◆ **The task**: Please edit the material below by replacing "green sepal" with "calyx lobe" everywhere it occurs, leaving everything else unchanged.

◆ **Information shown**:
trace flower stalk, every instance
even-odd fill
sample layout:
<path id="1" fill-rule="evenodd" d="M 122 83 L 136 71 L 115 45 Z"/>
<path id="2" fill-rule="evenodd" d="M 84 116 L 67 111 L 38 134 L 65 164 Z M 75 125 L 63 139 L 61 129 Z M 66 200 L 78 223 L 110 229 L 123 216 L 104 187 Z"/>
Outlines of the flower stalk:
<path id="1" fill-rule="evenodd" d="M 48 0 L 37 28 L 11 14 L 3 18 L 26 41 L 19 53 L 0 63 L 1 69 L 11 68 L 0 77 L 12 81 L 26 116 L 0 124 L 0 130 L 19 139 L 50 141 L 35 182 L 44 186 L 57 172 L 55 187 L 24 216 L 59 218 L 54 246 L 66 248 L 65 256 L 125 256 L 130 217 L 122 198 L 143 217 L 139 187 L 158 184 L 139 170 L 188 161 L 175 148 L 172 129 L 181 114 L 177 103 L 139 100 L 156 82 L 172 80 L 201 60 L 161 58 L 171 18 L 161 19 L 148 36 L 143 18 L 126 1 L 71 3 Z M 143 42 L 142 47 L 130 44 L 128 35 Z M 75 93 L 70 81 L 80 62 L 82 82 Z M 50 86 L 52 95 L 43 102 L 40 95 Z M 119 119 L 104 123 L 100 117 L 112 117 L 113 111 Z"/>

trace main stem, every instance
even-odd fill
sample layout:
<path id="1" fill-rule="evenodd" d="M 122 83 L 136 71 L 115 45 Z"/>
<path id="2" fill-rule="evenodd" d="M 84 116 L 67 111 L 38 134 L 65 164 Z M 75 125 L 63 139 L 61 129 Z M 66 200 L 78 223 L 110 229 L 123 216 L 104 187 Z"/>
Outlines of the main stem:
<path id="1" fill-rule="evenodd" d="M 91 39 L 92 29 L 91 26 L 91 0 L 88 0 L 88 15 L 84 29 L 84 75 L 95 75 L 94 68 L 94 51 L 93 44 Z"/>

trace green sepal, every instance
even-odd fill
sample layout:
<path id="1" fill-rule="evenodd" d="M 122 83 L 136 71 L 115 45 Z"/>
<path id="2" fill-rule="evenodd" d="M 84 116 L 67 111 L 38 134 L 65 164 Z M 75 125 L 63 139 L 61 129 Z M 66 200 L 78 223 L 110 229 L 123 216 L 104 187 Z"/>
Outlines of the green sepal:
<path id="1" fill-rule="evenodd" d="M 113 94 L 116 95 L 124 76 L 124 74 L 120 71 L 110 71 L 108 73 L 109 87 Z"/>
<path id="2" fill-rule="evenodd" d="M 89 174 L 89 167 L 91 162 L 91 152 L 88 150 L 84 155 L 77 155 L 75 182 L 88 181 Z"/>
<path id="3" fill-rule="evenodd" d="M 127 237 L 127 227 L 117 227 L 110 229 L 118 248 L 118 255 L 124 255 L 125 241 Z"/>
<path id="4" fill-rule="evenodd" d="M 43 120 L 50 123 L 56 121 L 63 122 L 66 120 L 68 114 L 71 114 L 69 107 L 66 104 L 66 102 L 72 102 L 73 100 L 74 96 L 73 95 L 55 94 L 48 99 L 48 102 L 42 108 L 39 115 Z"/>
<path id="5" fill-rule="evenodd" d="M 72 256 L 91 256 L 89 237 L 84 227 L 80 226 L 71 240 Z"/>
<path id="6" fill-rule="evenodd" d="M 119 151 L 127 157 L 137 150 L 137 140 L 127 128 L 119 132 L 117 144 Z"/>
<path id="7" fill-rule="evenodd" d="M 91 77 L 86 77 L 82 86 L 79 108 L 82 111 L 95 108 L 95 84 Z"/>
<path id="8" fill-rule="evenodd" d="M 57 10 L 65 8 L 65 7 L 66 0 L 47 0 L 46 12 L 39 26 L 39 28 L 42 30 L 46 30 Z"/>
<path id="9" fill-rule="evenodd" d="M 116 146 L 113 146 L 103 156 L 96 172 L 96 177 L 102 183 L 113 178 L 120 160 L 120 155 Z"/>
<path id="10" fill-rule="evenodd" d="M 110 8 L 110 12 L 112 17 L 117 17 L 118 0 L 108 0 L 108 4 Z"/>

◆ **Written solution**:
trace flower stalk, every instance
even-odd fill
sample layout:
<path id="1" fill-rule="evenodd" d="M 122 83 L 136 71 L 115 45 Z"/>
<path id="2" fill-rule="evenodd" d="M 84 116 L 67 111 L 38 134 L 65 164 Z M 75 125 L 63 139 L 61 129 Z M 66 200 L 78 223 L 110 229 L 123 216 L 104 187 Z"/>
Outlines of the flower stalk:
<path id="1" fill-rule="evenodd" d="M 48 0 L 37 28 L 11 14 L 3 18 L 26 41 L 19 53 L 0 63 L 1 69 L 11 68 L 0 77 L 12 81 L 26 116 L 0 124 L 0 130 L 19 139 L 50 141 L 35 182 L 44 186 L 57 172 L 55 187 L 24 216 L 59 218 L 54 246 L 66 248 L 65 256 L 125 256 L 130 217 L 122 198 L 143 217 L 139 187 L 158 184 L 139 170 L 188 161 L 175 148 L 172 129 L 181 114 L 177 103 L 139 100 L 156 82 L 172 80 L 201 60 L 161 58 L 171 18 L 161 19 L 148 36 L 143 18 L 126 1 L 71 3 Z M 143 42 L 142 47 L 130 44 L 128 35 Z M 75 93 L 70 81 L 80 62 L 82 82 Z M 50 86 L 52 95 L 43 102 L 40 95 Z M 119 119 L 104 123 L 100 117 L 112 117 L 113 111 Z"/>

trace main stem, every instance
even-odd fill
sample layout:
<path id="1" fill-rule="evenodd" d="M 122 83 L 136 71 L 115 45 Z"/>
<path id="2" fill-rule="evenodd" d="M 84 116 L 67 111 L 38 134 L 65 164 Z M 75 125 L 63 139 L 61 129 Z M 66 200 L 78 223 L 110 229 L 123 216 L 104 187 Z"/>
Outlines of the main stem:
<path id="1" fill-rule="evenodd" d="M 91 39 L 92 29 L 91 26 L 91 0 L 88 0 L 88 15 L 84 29 L 84 75 L 95 75 L 94 68 L 94 51 L 93 44 Z"/>

trace calyx lobe, every instance
even-odd fill
sample layout:
<path id="1" fill-rule="evenodd" d="M 122 83 L 136 71 L 115 45 Z"/>
<path id="2" fill-rule="evenodd" d="M 84 116 L 67 111 L 38 134 L 65 164 Z M 75 125 L 63 139 L 61 129 Z M 66 200 L 78 223 L 110 229 L 123 216 L 104 187 Z"/>
Outlines of the calyx lobe:
<path id="1" fill-rule="evenodd" d="M 113 94 L 116 95 L 124 76 L 124 74 L 120 71 L 110 71 L 108 73 L 109 87 Z"/>
<path id="2" fill-rule="evenodd" d="M 89 174 L 89 167 L 91 162 L 91 152 L 88 150 L 84 155 L 77 155 L 75 182 L 88 181 Z"/>
<path id="3" fill-rule="evenodd" d="M 127 237 L 127 227 L 117 227 L 110 229 L 118 248 L 118 255 L 124 255 L 125 241 Z"/>
<path id="4" fill-rule="evenodd" d="M 43 120 L 50 123 L 56 121 L 63 122 L 66 120 L 68 114 L 71 114 L 69 107 L 66 104 L 66 102 L 72 102 L 73 100 L 74 96 L 73 95 L 55 94 L 48 99 L 48 102 L 42 108 L 39 115 Z"/>
<path id="5" fill-rule="evenodd" d="M 72 256 L 91 256 L 89 237 L 84 227 L 80 226 L 71 240 Z"/>
<path id="6" fill-rule="evenodd" d="M 119 151 L 127 157 L 137 150 L 137 140 L 127 128 L 119 132 L 117 144 Z"/>
<path id="7" fill-rule="evenodd" d="M 91 77 L 86 77 L 82 86 L 79 108 L 82 111 L 95 108 L 95 84 Z"/>
<path id="8" fill-rule="evenodd" d="M 57 10 L 65 8 L 65 7 L 66 0 L 47 0 L 46 12 L 39 26 L 39 28 L 42 30 L 46 30 Z"/>
<path id="9" fill-rule="evenodd" d="M 116 146 L 113 146 L 103 156 L 96 172 L 96 177 L 102 183 L 113 178 L 120 160 L 120 155 Z"/>
<path id="10" fill-rule="evenodd" d="M 110 8 L 110 12 L 112 17 L 117 17 L 118 0 L 108 0 L 108 4 Z"/>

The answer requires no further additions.